Things I Didn’t Know
I didn’t know so many people disappear in Alaska.
I didn’t know the state is large enough to swallow most of the Midwest and part of the South.
I didn’t know how many men live alone in the woods there or that isolation could settle into a person so deep that conversation could become a form of torture.
Or that by the time my friend and I flew to Anchorage, hitchhiked over Thompson Pass, and took a ferry to Cordova, the rejections I carried with me would feel small and remote.
I didn’t know the rain would come in torrents, in drizzles, in sideways. That even though we built a platform several feet off the ground and stretched a tarp over our tent, my socks, pants, and underwear would remain damp all summer.
I didn’t know that the most important difference between us and the locals would be that they had roofs over their heads, not to mention showers and laundry, or how much of my identity hinged on the way I smelled.
I didn’t know that the college boys who seemed incapable of love would fade as quickly as the self-assurance I’d gone off to school with two years earlier.
That the unofficial motto of Alaska would be, where the men are men, and so are the women, or that I would come to see that my survival depended on having a stronger constitution.
I didn’t know we would set up our tent down the hill from Gene, who might have been a professor once, or might have been a genius, who now lived in a hut year round and hunted for his food.
That men would outnumber women in Alaska seven to one. That Gene would be one of the few residents of Hippie Cove who didn’t stare too long, linger around our tent, or come right out and say he would have sex with either one of us, if only.
I didn’t know my decision to go to Alaska grew out a fantasy that if I travelled far enough, I would stumble upon my destiny and come home with a map to the rest of my life.
I didn’t know that after decades of overfishing, the seine boats would return mostly empty week after week. Or that the canneries would run on a skeleton crew until late July while the rest of us sat around on logs, walked to the library, or got kicked out of the town bar because the bartender knew a fake ID when she saw one.
+--
▸ **Explore the material**:
A) According to the Alaska essay, what is the ratio of men to women in Alaska?
B) List every proper place name that appears in the Alaska essay.
C) Write out the part of the Alaska essay from "Or that by the" to "two years earlier.".
The records that follow have nothing to do with the Alaska essay.
+--
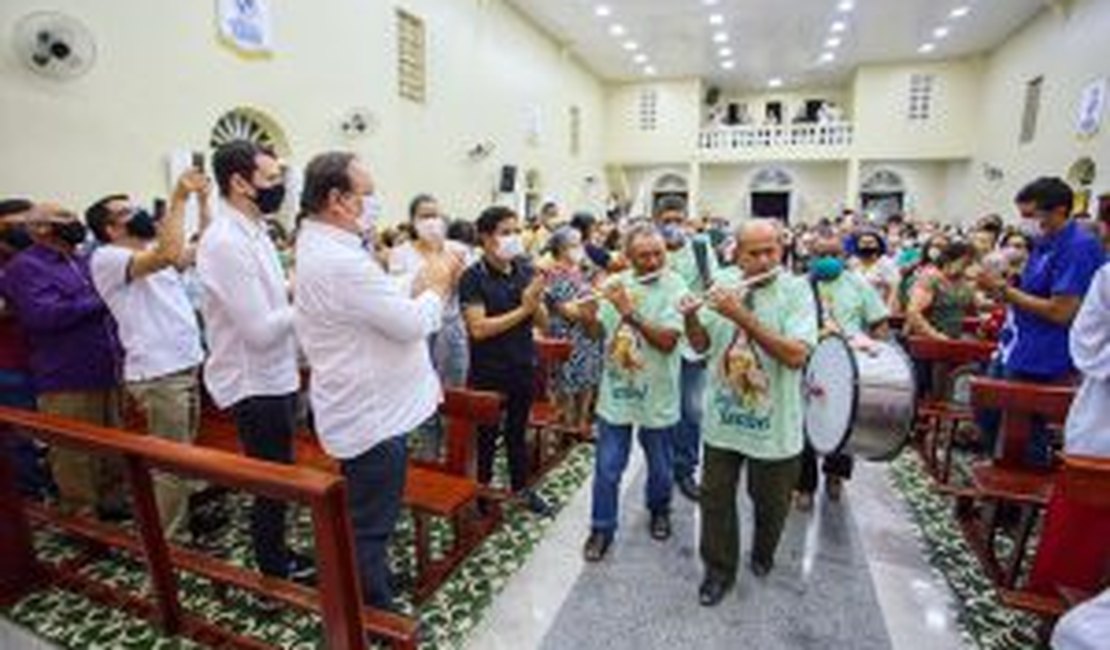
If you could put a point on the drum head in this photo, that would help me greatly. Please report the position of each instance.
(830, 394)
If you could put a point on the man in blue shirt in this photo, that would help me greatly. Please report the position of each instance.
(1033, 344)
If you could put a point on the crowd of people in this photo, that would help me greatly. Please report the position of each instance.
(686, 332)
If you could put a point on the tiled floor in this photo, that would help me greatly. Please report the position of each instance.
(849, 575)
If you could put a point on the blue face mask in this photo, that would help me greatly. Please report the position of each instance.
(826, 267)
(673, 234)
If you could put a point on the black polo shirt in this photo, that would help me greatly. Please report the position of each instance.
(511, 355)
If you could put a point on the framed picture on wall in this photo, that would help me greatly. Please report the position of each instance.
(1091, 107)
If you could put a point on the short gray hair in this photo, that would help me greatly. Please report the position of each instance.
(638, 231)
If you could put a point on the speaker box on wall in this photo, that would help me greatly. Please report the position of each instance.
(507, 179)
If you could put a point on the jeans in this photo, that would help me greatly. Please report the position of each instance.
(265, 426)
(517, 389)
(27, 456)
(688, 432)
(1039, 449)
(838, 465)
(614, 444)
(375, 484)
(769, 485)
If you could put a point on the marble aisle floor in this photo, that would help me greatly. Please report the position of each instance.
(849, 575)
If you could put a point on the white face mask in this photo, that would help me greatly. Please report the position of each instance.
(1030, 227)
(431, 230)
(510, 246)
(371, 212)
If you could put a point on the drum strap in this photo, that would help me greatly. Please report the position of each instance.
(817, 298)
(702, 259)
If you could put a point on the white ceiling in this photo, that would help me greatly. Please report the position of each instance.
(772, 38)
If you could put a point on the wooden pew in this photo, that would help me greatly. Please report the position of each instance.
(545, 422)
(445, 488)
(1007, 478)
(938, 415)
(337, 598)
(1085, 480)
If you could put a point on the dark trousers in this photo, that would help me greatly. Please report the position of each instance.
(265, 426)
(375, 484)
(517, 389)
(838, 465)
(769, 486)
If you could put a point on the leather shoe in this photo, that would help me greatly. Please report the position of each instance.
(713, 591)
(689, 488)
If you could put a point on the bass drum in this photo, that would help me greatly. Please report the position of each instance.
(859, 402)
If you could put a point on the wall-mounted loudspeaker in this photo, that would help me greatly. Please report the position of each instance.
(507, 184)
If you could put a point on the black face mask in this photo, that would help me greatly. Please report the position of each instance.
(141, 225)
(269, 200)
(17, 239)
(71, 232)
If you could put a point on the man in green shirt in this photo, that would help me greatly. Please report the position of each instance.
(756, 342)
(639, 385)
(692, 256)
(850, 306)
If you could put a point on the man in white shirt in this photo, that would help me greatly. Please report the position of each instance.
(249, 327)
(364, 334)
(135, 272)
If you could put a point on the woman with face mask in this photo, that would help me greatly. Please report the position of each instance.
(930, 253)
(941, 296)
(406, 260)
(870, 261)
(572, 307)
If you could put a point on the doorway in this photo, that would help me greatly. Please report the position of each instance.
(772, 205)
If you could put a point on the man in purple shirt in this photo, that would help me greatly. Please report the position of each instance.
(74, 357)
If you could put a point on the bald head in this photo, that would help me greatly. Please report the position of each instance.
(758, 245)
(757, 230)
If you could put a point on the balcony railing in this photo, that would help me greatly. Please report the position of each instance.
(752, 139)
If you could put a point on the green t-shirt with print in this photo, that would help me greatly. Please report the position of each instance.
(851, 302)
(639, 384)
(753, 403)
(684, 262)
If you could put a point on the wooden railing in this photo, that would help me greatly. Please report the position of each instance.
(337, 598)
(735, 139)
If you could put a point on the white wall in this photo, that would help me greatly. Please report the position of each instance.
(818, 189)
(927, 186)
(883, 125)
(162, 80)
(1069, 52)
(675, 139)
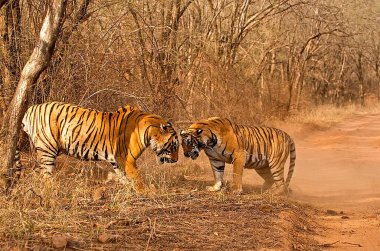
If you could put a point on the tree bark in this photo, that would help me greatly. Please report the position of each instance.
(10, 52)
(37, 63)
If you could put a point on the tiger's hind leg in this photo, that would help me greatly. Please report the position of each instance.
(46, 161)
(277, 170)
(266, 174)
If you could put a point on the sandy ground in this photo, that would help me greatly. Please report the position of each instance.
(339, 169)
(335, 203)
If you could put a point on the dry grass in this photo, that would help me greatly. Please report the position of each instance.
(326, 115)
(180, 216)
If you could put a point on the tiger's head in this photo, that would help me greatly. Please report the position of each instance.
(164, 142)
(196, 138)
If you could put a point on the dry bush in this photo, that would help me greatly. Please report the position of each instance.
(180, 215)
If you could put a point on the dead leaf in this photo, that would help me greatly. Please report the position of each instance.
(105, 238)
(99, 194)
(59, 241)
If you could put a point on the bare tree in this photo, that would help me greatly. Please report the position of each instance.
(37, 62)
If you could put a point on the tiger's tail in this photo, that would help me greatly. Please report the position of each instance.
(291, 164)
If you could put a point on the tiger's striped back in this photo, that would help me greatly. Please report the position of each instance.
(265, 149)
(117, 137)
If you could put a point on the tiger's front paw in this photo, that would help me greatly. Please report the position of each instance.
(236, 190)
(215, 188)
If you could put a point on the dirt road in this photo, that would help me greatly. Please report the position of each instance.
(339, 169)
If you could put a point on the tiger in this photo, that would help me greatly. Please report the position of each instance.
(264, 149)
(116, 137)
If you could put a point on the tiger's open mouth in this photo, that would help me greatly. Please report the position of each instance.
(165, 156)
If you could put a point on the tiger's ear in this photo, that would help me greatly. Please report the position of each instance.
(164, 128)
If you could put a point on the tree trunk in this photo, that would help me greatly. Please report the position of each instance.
+--
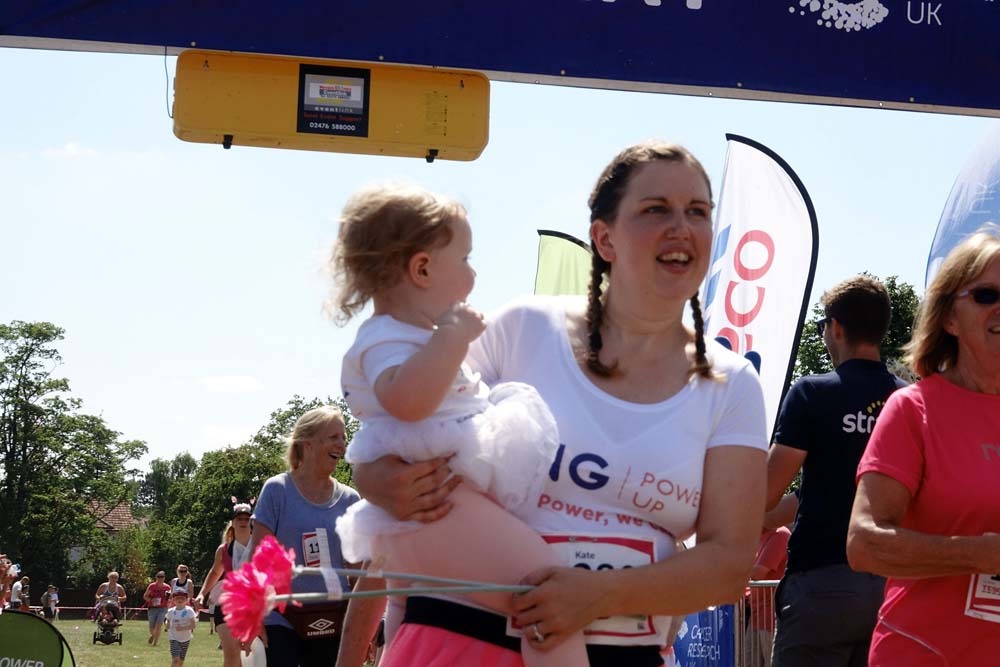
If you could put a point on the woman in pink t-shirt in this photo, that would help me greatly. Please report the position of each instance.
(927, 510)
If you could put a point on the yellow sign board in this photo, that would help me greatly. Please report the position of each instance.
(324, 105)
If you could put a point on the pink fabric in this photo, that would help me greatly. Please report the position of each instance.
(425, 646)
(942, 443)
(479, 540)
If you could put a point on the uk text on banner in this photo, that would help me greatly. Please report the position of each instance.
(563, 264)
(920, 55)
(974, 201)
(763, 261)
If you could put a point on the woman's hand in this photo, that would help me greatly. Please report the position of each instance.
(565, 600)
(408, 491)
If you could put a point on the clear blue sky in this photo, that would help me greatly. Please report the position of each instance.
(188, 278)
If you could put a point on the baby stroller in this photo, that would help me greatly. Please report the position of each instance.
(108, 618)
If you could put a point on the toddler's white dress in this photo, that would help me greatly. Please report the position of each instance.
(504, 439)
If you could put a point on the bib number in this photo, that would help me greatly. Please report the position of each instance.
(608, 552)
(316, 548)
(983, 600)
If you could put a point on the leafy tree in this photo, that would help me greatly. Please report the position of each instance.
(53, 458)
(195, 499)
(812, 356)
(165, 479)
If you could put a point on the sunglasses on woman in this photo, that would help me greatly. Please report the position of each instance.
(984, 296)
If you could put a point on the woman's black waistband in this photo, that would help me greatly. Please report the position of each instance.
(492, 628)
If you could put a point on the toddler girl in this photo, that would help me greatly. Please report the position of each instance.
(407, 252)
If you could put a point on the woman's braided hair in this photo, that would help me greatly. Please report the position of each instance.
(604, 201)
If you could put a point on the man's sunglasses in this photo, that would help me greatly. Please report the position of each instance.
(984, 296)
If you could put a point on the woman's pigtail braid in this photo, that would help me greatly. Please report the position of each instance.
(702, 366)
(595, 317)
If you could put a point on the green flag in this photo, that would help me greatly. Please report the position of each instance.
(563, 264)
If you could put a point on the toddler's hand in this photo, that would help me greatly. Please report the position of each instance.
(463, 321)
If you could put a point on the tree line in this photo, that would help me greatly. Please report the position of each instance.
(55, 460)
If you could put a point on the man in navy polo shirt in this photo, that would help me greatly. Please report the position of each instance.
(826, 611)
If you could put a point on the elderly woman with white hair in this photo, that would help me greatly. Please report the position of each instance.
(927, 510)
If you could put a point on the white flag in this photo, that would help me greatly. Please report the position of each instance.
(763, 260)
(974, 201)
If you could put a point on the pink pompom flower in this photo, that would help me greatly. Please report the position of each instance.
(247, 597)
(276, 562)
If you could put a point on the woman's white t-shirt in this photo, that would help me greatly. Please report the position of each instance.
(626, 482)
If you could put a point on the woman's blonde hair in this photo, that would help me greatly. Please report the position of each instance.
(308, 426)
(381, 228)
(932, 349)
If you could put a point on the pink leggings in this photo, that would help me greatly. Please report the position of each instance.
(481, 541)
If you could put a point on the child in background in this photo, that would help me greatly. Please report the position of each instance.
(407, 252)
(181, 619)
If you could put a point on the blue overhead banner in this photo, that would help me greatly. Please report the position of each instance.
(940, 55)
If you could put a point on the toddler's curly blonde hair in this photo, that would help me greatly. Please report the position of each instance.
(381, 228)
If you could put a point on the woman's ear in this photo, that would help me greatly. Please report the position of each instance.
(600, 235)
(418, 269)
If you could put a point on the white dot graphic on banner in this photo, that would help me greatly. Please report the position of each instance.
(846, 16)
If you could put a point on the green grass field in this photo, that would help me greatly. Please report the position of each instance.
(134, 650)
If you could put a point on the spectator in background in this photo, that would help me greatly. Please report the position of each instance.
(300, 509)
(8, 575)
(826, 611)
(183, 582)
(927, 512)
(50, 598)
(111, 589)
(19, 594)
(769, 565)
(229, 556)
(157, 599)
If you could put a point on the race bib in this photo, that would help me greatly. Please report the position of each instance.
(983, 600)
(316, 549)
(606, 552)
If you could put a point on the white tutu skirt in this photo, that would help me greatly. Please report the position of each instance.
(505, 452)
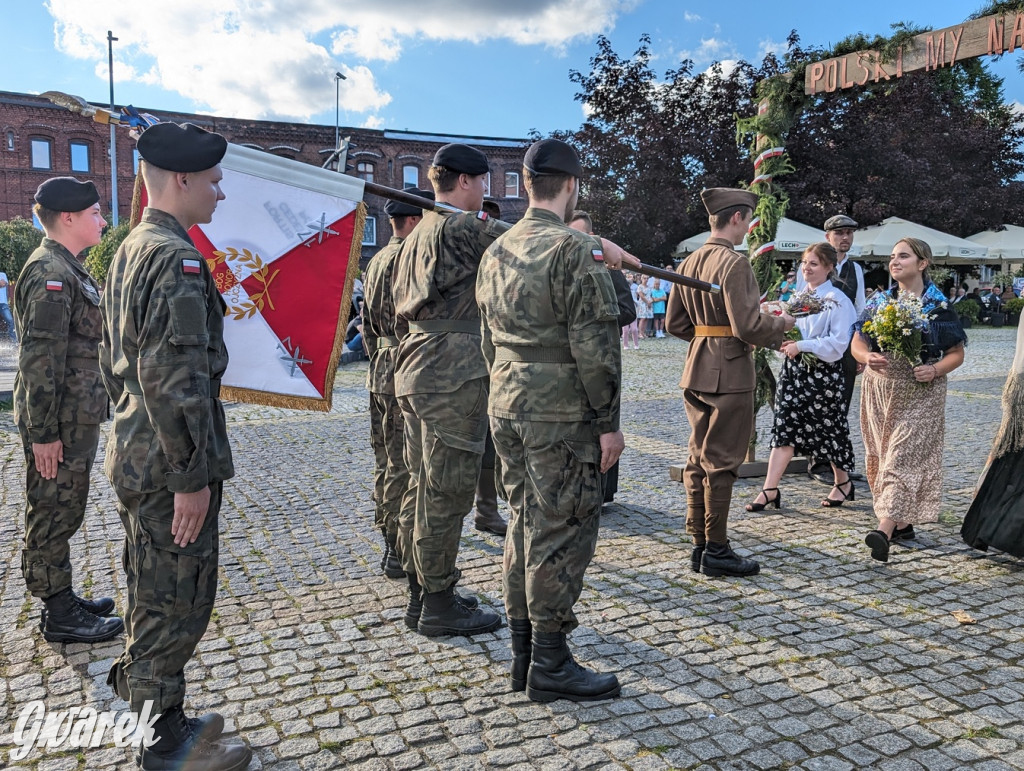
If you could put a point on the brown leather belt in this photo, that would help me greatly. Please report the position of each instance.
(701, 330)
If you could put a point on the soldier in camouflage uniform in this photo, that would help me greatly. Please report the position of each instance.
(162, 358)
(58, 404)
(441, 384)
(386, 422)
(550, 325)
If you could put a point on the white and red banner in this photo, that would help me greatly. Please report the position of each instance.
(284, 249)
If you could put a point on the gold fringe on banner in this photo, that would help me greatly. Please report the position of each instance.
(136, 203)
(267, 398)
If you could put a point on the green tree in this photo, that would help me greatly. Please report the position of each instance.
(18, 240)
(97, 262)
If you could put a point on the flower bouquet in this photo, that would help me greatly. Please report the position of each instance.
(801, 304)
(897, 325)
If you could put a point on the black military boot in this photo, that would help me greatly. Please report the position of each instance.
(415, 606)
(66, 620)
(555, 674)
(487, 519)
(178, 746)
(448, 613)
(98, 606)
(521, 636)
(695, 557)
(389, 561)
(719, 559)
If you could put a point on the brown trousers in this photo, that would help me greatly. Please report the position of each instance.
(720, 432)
+--
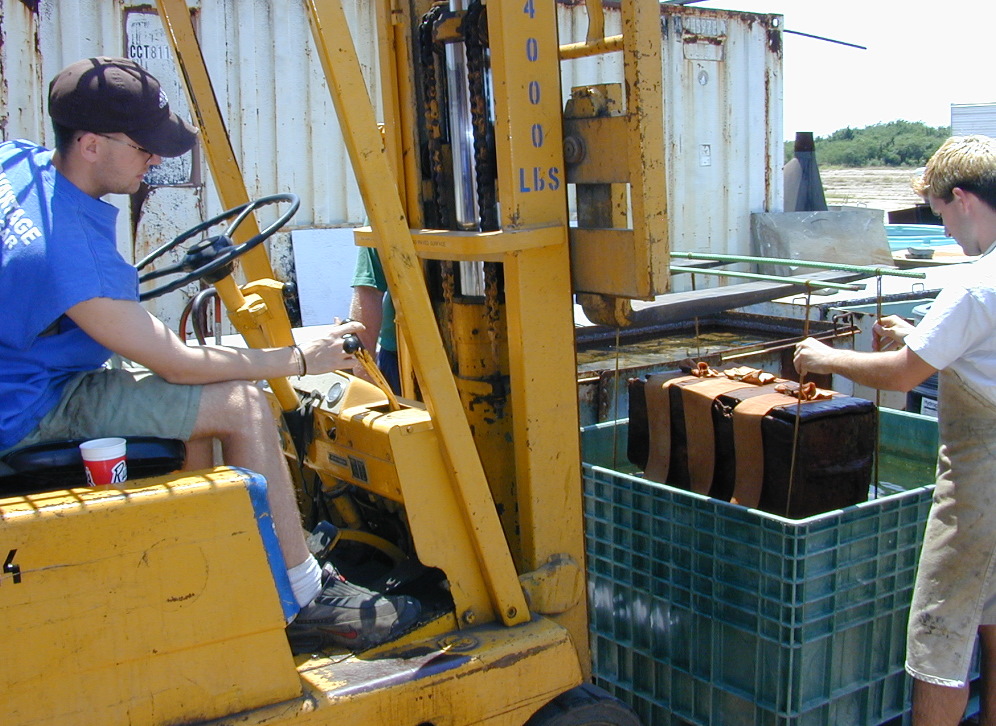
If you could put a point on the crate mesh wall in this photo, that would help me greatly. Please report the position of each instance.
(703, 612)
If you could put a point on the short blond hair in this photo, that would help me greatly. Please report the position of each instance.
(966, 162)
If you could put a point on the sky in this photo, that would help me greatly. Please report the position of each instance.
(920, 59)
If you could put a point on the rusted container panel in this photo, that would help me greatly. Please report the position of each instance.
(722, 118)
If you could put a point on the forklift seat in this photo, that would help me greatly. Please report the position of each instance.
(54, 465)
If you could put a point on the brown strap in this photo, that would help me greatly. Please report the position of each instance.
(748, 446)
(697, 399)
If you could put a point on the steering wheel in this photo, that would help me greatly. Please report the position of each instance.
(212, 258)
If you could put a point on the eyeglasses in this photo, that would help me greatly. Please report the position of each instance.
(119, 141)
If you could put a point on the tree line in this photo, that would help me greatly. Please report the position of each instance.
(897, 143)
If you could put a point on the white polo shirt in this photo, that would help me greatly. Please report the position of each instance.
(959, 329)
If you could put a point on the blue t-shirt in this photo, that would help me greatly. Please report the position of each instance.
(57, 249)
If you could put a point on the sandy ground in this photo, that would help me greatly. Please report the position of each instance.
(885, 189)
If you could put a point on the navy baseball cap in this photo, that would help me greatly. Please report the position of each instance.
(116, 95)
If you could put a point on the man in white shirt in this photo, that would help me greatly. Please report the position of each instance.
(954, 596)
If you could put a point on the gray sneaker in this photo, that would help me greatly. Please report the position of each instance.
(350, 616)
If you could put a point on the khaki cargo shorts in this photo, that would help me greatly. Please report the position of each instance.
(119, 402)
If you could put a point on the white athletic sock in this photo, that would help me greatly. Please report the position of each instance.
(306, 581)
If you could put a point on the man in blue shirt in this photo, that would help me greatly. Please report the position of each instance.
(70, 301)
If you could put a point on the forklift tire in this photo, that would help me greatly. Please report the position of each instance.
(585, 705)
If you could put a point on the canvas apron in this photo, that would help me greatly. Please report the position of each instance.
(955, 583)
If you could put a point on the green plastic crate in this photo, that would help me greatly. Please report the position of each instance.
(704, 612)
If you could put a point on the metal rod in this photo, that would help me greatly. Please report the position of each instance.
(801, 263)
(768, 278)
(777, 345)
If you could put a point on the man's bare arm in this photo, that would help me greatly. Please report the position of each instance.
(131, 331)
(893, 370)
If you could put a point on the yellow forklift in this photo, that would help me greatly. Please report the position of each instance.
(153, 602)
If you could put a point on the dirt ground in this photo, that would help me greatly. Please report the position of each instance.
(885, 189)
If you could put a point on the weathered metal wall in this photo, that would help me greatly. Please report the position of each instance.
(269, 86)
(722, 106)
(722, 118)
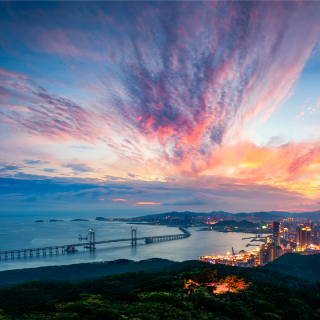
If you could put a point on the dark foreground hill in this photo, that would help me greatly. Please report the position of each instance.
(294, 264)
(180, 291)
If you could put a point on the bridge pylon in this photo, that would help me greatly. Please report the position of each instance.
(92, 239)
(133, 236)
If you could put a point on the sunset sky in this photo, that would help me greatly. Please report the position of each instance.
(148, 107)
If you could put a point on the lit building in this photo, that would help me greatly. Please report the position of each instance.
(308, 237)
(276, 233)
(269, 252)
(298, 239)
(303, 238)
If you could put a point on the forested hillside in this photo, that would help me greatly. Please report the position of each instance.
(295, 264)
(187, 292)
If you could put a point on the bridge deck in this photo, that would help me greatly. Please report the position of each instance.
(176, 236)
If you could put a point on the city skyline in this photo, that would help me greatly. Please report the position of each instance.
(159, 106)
+--
▸ **Solutions to the tasks**:
A) Seven to one.

B) Alaska, the Midwest, the South, Anchorage, Thompson Pass, Cordova, Hippie Cove

C)
Or that by the time my friend and I flew to Anchorage, hitchhiked over Thompson Pass, and took a ferry to Cordova, the rejections I carried with me would feel small and remote.
I didn’t know the rain would come in torrents, in drizzles, in sideways. That even though we built a platform several feet off the ground and stretched a tarp over our tent, my socks, pants, and underwear would remain damp all summer.
I didn’t know that the most important difference between us and the locals would be that they had roofs over their heads, not to mention showers and laundry, or how much of my identity hinged on the way I smelled.
I didn’t know that the college boys who seemed incapable of love would fade as quickly as the self-assurance I’d gone off to school with two years earlier.